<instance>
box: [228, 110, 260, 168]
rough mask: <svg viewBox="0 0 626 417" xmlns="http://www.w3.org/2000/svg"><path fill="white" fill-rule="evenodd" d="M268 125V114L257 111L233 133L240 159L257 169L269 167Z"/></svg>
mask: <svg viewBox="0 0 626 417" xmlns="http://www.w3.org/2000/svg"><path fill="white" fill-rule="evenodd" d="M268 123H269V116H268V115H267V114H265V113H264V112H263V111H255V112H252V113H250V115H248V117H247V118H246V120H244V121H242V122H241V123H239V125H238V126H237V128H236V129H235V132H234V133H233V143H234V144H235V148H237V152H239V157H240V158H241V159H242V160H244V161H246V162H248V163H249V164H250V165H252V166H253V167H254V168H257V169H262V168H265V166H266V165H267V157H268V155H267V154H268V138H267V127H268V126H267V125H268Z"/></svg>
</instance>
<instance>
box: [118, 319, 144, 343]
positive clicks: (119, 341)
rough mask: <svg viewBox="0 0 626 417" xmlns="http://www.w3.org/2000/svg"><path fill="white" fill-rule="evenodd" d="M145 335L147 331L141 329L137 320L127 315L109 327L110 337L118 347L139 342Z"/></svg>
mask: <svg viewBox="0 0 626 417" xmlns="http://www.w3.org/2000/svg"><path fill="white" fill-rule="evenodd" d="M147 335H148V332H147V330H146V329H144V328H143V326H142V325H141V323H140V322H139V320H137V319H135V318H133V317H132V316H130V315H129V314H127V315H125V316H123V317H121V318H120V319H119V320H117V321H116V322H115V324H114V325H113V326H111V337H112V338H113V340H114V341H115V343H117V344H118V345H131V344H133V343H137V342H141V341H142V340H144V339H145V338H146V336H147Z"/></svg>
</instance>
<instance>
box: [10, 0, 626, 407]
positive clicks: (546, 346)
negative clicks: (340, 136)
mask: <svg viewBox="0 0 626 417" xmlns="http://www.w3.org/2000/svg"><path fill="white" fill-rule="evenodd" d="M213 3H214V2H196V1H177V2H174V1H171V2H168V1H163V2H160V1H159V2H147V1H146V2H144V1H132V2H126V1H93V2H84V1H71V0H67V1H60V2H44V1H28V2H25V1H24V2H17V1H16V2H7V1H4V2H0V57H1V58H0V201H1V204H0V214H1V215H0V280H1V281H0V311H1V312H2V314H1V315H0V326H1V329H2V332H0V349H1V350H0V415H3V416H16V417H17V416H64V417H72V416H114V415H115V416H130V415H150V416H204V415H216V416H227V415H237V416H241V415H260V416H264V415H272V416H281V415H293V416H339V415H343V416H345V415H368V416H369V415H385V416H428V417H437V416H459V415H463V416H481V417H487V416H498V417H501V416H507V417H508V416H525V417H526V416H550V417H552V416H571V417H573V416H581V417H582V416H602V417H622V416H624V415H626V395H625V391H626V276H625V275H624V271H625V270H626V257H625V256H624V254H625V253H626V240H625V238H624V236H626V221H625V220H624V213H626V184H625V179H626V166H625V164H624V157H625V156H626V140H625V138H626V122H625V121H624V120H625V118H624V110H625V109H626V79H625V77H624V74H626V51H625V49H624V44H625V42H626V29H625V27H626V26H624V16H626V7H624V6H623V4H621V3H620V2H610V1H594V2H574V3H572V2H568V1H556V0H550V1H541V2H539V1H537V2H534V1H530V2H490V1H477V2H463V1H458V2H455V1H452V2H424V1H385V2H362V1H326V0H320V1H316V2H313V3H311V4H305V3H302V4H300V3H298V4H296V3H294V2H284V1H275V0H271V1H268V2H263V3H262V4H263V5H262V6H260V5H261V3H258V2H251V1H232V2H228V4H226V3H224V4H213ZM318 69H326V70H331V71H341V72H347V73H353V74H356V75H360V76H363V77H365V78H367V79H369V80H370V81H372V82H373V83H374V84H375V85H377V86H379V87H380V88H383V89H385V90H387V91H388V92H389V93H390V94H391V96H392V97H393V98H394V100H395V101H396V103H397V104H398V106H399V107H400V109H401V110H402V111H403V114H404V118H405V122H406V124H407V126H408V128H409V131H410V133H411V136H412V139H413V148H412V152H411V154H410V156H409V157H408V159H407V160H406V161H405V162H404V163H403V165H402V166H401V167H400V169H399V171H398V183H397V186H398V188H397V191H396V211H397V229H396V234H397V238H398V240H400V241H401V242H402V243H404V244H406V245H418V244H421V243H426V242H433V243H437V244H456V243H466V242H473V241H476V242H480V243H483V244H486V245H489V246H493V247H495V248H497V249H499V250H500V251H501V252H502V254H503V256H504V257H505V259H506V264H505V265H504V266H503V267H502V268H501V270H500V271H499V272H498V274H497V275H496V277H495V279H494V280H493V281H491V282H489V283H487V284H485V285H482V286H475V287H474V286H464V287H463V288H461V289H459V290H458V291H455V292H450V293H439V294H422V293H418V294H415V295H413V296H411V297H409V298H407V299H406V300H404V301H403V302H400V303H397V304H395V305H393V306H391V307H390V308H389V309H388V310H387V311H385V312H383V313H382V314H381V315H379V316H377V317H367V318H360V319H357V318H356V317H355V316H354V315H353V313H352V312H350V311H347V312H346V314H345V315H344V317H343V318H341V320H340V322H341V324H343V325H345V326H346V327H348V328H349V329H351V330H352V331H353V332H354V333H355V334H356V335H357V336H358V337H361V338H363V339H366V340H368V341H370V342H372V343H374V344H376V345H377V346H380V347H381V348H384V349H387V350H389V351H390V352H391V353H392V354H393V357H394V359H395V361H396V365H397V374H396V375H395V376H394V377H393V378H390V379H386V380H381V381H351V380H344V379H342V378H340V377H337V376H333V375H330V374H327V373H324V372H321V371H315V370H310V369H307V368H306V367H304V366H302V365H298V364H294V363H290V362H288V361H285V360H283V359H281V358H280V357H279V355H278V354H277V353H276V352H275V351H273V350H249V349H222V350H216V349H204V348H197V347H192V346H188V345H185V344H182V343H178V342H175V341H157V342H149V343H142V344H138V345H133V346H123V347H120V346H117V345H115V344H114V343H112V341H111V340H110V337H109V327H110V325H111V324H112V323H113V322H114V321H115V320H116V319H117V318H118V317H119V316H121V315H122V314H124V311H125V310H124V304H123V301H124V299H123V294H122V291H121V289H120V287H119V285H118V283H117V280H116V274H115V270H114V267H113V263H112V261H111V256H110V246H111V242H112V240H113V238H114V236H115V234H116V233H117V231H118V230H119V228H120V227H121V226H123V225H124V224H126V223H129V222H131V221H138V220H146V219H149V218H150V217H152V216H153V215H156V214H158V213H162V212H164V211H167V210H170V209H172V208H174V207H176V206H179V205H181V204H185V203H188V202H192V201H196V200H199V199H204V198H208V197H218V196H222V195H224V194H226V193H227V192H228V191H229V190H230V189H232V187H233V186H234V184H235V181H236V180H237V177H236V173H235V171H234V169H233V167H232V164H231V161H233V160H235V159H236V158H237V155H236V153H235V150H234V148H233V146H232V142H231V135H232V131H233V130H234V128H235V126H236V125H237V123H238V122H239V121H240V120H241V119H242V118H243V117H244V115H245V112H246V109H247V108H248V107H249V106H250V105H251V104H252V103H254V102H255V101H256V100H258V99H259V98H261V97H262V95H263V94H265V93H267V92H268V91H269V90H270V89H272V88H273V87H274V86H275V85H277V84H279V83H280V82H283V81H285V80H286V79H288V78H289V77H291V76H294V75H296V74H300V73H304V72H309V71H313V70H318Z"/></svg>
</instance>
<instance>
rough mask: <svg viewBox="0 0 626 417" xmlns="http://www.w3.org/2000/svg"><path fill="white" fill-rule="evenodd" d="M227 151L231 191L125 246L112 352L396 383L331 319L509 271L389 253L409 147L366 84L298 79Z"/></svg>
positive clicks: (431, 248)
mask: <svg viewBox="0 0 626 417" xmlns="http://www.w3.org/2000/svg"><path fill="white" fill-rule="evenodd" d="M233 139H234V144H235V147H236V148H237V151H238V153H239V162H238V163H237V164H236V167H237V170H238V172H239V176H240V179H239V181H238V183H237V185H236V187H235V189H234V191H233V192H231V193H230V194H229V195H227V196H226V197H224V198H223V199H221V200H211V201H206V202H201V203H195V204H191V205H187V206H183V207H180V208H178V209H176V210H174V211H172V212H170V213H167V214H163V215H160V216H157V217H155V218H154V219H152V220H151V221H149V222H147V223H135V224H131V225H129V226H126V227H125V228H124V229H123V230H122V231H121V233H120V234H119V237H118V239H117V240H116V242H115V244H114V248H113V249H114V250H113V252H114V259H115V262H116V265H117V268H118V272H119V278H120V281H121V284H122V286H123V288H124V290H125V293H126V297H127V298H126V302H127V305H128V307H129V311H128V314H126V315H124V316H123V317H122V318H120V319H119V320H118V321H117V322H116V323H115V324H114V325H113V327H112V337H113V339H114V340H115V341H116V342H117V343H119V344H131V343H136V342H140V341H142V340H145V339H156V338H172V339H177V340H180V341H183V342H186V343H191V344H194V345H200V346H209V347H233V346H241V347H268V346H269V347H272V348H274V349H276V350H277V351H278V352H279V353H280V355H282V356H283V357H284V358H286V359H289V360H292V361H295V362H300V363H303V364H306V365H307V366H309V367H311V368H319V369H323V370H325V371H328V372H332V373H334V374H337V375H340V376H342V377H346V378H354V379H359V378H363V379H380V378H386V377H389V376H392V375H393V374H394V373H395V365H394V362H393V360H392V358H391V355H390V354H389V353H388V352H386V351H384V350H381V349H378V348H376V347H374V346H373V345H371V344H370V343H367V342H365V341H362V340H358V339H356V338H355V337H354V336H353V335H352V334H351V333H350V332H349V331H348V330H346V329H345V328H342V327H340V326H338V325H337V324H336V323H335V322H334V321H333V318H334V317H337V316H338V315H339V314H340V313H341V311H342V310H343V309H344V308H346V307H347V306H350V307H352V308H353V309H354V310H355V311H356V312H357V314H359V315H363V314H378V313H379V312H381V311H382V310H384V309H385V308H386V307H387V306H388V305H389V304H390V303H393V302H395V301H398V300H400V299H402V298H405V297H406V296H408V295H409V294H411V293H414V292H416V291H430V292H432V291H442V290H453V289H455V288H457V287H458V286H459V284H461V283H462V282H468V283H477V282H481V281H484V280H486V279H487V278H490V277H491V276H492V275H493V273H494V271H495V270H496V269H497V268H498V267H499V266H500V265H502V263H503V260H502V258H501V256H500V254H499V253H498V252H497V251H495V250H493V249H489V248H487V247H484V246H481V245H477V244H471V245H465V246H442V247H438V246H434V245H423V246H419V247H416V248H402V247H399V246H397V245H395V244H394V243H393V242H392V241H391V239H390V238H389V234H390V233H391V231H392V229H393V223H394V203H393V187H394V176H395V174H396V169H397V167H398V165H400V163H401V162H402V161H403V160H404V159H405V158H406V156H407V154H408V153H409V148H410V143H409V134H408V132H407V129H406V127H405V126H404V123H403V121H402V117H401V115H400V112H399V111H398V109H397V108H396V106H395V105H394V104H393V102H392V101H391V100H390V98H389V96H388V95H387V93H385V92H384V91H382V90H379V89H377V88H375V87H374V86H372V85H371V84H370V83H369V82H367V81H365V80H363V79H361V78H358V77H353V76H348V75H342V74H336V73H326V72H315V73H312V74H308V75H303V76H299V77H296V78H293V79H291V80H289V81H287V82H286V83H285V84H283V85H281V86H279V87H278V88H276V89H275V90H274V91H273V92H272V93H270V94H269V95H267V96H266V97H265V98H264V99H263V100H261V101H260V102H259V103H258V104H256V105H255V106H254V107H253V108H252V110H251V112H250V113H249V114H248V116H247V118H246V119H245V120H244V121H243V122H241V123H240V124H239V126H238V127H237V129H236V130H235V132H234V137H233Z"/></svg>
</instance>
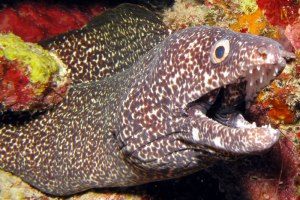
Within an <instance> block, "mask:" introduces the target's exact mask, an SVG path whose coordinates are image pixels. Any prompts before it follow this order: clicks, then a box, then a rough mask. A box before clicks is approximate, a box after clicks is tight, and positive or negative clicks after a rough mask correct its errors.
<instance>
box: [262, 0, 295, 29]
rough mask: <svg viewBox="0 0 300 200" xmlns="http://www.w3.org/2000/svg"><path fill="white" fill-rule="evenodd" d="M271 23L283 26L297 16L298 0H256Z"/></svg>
mask: <svg viewBox="0 0 300 200" xmlns="http://www.w3.org/2000/svg"><path fill="white" fill-rule="evenodd" d="M257 5H258V7H259V8H260V9H262V10H264V13H265V16H266V17H267V18H268V20H269V22H270V23H271V24H272V25H279V26H282V27H285V26H286V25H288V24H292V23H293V22H294V21H295V20H296V19H297V18H299V14H300V13H299V1H297V0H296V1H293V0H280V1H278V0H257Z"/></svg>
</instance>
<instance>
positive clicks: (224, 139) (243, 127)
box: [194, 50, 295, 155]
mask: <svg viewBox="0 0 300 200" xmlns="http://www.w3.org/2000/svg"><path fill="white" fill-rule="evenodd" d="M272 56H274V54H272ZM275 56H276V55H275ZM292 58H295V55H294V54H292V53H289V52H287V51H283V50H279V55H277V58H275V57H273V58H272V59H271V60H270V62H265V63H267V64H260V65H259V64H258V65H256V66H251V67H248V69H247V70H245V71H244V72H242V73H244V75H242V77H244V78H243V79H242V81H246V82H247V85H246V96H245V101H246V103H247V102H250V101H251V100H252V99H253V98H254V97H255V96H256V93H257V92H258V91H260V90H261V89H262V88H264V87H265V86H267V85H268V84H269V83H270V82H271V81H272V80H273V79H274V78H275V77H276V76H277V75H278V73H279V72H280V71H281V70H282V68H283V67H284V66H285V65H286V60H285V59H292ZM195 113H197V114H195ZM194 115H195V117H196V121H197V123H198V127H204V128H200V130H199V132H200V134H199V137H194V138H199V140H198V143H201V144H204V145H206V146H208V147H212V148H214V149H216V150H217V151H223V152H226V153H231V154H238V155H242V154H256V153H260V152H264V151H266V150H268V149H269V148H271V147H272V146H273V145H274V144H275V143H276V142H277V141H278V139H279V136H280V131H279V130H276V129H273V128H272V127H271V126H270V125H264V126H262V127H257V126H256V124H255V123H252V124H251V123H249V122H248V121H246V120H245V119H244V117H243V116H242V115H241V114H238V115H236V118H235V122H236V123H235V124H234V125H233V127H229V126H226V125H223V124H221V123H219V122H217V121H215V120H213V119H210V118H209V117H207V116H206V114H205V112H202V111H201V110H198V111H197V112H194ZM197 119H199V120H197ZM199 125H200V126H199Z"/></svg>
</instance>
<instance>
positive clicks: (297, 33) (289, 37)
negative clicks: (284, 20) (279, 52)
mask: <svg viewBox="0 0 300 200" xmlns="http://www.w3.org/2000/svg"><path fill="white" fill-rule="evenodd" d="M284 34H285V35H286V37H287V38H288V39H289V41H290V42H291V44H292V46H293V47H294V49H295V50H296V51H298V55H299V52H300V18H299V19H298V20H297V21H295V22H294V23H292V24H289V25H287V27H286V29H285V33H284Z"/></svg>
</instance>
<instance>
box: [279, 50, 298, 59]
mask: <svg viewBox="0 0 300 200" xmlns="http://www.w3.org/2000/svg"><path fill="white" fill-rule="evenodd" d="M279 55H280V56H281V57H283V58H286V59H295V58H296V55H295V54H293V53H291V52H288V51H285V50H279Z"/></svg>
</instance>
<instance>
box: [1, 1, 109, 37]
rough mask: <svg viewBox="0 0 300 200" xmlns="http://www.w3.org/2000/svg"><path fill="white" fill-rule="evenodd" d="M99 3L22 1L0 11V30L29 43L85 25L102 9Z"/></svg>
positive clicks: (99, 13)
mask: <svg viewBox="0 0 300 200" xmlns="http://www.w3.org/2000/svg"><path fill="white" fill-rule="evenodd" d="M104 9H105V8H104V7H103V6H102V5H100V4H95V3H94V4H90V5H82V6H81V7H79V6H75V5H72V6H66V5H65V6H64V5H60V4H50V3H46V2H45V1H42V2H35V1H23V2H18V3H17V4H14V5H13V6H9V7H6V8H4V9H2V10H0V32H1V33H9V32H12V33H14V34H16V35H18V36H20V37H21V38H22V39H23V40H25V41H28V42H38V41H41V40H44V39H47V38H49V37H52V36H55V35H58V34H60V33H64V32H67V31H70V30H73V29H77V28H80V27H82V26H84V25H85V24H86V23H87V22H88V21H89V20H90V19H91V18H92V17H94V16H96V15H99V14H100V13H101V12H102V11H104Z"/></svg>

★ ★ ★ ★ ★

*What you will do*
Please pick out and copy every line of the records that contains the word "clicks", matching case exactly.

*The completed task*
positive clicks: (119, 341)
positive clicks: (546, 346)
negative clicks: (340, 136)
positive clicks: (431, 248)
Within an <instance> block, "mask:" introduces the target's exact mask, an SVG path whose coordinates are image pixels. Any prompts before it follow this order: clicks, then a box, then a rough mask. A box before clicks is approximate, a box after clicks is tight, and positive or negative clicks after a rough mask correct its errors.
positive clicks: (224, 139) (243, 127)
positive clicks: (297, 33) (289, 37)
negative clicks: (284, 20) (279, 52)
positive clicks: (99, 13)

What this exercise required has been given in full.